▶ [Problem to solve]: Copy only the lines between the one containing "Target: man with beard" and the end of the records, both included, leaving out pictures.

▶ [Extracted data]:

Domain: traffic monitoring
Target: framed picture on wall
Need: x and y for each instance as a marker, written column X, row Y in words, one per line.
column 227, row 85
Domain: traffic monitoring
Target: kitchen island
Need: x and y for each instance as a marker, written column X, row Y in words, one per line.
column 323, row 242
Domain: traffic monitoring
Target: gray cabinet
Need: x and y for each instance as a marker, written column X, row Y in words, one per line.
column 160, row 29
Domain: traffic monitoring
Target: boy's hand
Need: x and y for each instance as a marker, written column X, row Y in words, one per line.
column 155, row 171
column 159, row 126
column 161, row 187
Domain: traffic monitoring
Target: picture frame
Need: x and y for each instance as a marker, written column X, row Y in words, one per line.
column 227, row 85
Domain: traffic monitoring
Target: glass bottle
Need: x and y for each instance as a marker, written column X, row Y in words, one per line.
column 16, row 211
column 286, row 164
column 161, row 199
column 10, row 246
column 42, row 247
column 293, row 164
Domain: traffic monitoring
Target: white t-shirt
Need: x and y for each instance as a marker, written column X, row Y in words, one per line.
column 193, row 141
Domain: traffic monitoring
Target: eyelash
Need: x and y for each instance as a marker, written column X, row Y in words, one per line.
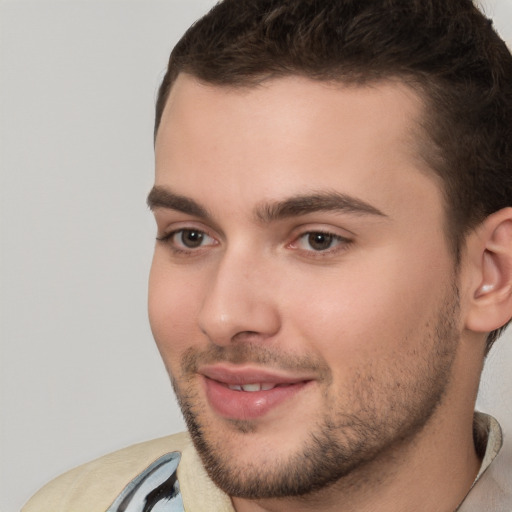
column 340, row 241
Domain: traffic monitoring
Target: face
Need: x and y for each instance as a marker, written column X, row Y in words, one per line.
column 302, row 292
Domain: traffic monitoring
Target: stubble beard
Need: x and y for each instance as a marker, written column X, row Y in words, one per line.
column 392, row 408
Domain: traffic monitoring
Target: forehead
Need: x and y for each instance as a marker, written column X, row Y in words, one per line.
column 289, row 135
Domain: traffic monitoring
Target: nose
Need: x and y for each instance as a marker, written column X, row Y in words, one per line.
column 238, row 301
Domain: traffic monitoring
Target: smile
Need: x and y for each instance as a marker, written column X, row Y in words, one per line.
column 243, row 393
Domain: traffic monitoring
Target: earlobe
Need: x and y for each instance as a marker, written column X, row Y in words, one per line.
column 491, row 253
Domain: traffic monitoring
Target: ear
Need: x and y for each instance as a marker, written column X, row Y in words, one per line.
column 489, row 251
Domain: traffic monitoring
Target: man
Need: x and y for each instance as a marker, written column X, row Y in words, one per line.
column 333, row 199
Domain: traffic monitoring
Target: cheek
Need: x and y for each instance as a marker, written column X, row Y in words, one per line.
column 172, row 307
column 368, row 309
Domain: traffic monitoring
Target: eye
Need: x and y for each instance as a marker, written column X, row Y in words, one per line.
column 319, row 241
column 188, row 239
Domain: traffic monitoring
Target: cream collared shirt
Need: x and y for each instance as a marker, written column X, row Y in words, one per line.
column 124, row 479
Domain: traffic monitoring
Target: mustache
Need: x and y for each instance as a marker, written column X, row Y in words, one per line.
column 253, row 353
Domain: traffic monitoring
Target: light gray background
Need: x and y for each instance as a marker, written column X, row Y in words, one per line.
column 80, row 375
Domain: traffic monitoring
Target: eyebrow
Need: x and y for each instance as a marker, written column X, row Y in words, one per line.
column 160, row 197
column 317, row 202
column 267, row 212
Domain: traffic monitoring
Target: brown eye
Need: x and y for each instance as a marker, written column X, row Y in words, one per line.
column 190, row 238
column 320, row 241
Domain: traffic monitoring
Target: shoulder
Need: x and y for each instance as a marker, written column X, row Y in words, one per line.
column 93, row 486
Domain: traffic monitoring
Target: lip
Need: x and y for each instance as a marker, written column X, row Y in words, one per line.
column 243, row 405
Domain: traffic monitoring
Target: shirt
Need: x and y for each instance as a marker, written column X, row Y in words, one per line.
column 166, row 475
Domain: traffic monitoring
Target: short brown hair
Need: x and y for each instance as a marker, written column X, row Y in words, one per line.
column 446, row 49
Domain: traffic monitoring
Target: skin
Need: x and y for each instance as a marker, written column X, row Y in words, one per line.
column 375, row 322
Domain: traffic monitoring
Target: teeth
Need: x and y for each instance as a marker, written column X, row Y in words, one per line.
column 251, row 387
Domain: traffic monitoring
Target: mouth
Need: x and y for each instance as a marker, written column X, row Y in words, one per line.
column 243, row 393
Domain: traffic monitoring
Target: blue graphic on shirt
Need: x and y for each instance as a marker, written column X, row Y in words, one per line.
column 156, row 489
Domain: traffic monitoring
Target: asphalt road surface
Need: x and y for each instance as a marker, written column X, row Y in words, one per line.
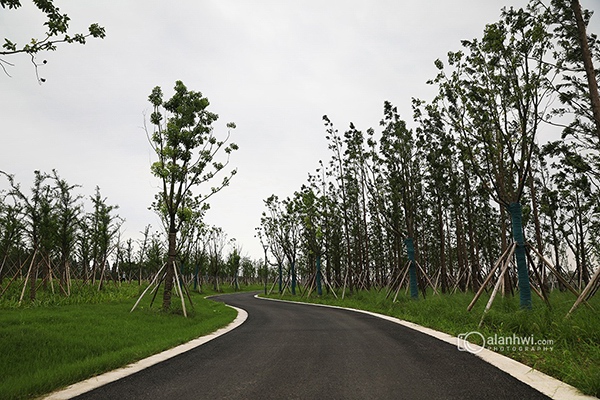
column 292, row 351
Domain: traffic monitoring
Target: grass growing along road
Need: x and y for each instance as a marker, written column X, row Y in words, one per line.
column 571, row 349
column 59, row 341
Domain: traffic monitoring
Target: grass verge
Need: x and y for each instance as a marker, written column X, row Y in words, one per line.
column 567, row 349
column 57, row 341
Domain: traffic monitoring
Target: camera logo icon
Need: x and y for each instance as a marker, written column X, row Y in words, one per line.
column 473, row 342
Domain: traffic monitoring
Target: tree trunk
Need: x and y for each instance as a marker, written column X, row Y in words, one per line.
column 412, row 266
column 516, row 213
column 169, row 273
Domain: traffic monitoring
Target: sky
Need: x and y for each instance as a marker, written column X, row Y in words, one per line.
column 273, row 67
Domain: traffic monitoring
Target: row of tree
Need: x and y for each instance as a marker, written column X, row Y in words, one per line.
column 479, row 171
column 46, row 234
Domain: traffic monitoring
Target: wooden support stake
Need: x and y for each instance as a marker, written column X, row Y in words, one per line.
column 583, row 296
column 510, row 250
column 505, row 266
column 149, row 286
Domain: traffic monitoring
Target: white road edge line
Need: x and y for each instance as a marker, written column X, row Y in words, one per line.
column 541, row 382
column 111, row 376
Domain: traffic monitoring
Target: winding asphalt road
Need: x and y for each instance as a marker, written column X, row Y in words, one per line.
column 293, row 351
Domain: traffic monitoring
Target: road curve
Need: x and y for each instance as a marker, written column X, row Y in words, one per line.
column 295, row 351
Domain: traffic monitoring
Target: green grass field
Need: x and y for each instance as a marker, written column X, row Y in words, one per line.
column 58, row 341
column 570, row 350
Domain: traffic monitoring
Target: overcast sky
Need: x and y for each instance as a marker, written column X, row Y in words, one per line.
column 274, row 67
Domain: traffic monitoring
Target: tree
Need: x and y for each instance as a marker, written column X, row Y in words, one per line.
column 186, row 147
column 57, row 32
column 67, row 211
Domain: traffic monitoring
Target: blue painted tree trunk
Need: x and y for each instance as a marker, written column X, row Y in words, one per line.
column 319, row 288
column 516, row 214
column 293, row 279
column 280, row 279
column 412, row 268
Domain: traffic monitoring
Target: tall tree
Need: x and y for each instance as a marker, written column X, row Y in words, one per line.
column 187, row 152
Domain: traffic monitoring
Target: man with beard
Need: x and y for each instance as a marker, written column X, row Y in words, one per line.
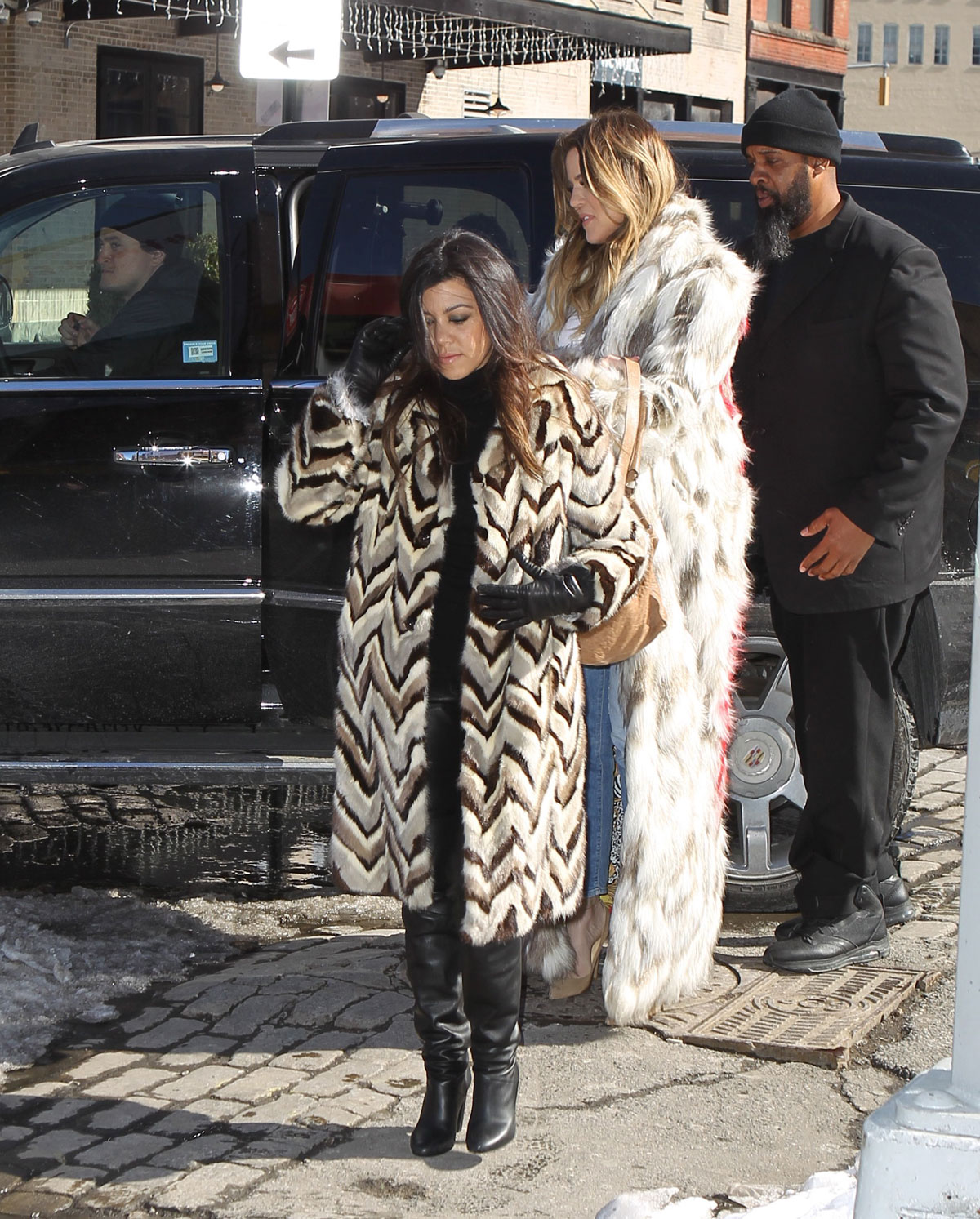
column 853, row 387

▶ [Response to the exercise]:
Target: man with beard
Need: x and y for each instance as a marker, written column X, row Y in words, one per line.
column 853, row 387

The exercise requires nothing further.